◆ Goal of the exercise
Restate the full set of records exactly, without adding or dropping a word.
◇ ◇ ◇ ◇ ◇ ◇ ◇
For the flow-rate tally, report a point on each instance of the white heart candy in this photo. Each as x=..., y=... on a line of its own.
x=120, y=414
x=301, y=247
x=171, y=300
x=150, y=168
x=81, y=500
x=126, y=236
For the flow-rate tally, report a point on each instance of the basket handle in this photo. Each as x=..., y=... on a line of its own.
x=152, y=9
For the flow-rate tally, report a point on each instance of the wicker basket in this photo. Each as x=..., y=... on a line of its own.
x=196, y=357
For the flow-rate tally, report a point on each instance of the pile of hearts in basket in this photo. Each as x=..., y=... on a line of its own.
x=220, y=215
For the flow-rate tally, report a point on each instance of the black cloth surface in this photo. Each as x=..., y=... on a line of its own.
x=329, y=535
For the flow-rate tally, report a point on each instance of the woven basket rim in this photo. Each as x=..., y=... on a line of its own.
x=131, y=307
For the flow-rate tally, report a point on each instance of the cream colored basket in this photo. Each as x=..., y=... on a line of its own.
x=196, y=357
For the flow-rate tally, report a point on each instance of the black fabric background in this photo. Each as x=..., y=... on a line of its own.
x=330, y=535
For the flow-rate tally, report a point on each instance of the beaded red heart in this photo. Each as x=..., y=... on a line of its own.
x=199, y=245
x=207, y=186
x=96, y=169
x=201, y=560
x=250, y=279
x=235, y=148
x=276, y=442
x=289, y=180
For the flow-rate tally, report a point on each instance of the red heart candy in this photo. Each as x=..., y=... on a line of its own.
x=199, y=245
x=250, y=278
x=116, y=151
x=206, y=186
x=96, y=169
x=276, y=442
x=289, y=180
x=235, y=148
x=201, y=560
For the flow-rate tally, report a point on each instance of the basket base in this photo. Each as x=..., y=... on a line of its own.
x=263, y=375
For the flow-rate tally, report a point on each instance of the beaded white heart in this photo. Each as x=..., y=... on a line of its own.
◇ ◇ ◇ ◇ ◇ ◇ ◇
◆ Task solution
For the flow-rate tally, report a point on each instance of the white heart candy in this photo. Each as x=..., y=... on a line of its own.
x=120, y=414
x=301, y=247
x=171, y=300
x=150, y=168
x=81, y=500
x=126, y=236
For the flow-rate tally, report a point on each instance of the basket handle in this photo. Each as x=..., y=... on a line of its own.
x=152, y=9
For the flow-rate tally, report a point on each instance of the wicker basket in this photo. Each as x=..., y=... on a line of its own.
x=196, y=357
For the flow-rate tally, report a point on each instance of the pile of hearts in basket in this photo. Each as x=..., y=... on a line of its own.
x=220, y=215
For the flow-rate tally, report a point on each instance of the black cloth surface in this photo. Each as x=..., y=... on a line of its own.
x=329, y=535
For the flow-rate tally, report a point on each instance of the woven basket rim in this photo. Each as x=..., y=... on a line of its own.
x=131, y=307
For the flow-rate tally, report a point on each instance of the cream colored basket in this photo. Each as x=..., y=... on a line of its own.
x=196, y=357
For the flow-rate tally, report a point on each instance of the black fabric background in this photo. Each as x=..., y=... on a line of its own.
x=330, y=535
For the flow-rate tally, report a point on each instance of the beaded red heart in this photo. Each as x=..., y=... on a line of its own.
x=199, y=245
x=207, y=186
x=96, y=169
x=201, y=560
x=250, y=279
x=235, y=148
x=276, y=442
x=289, y=180
For the flow-rate tally, report a point on each instance of the red heart candy in this photo. Each as x=..., y=... on a line of its own.
x=199, y=245
x=250, y=278
x=116, y=151
x=206, y=186
x=96, y=169
x=276, y=442
x=289, y=180
x=235, y=148
x=201, y=560
For the flow-rate tally, report a point on each instance of the basket base in this photo. Each as x=..., y=... on a line of its own.
x=263, y=375
For the flow-rate tally, report a point on each instance of the beaded white heart in this photo. Each as x=..., y=... on a line of its own.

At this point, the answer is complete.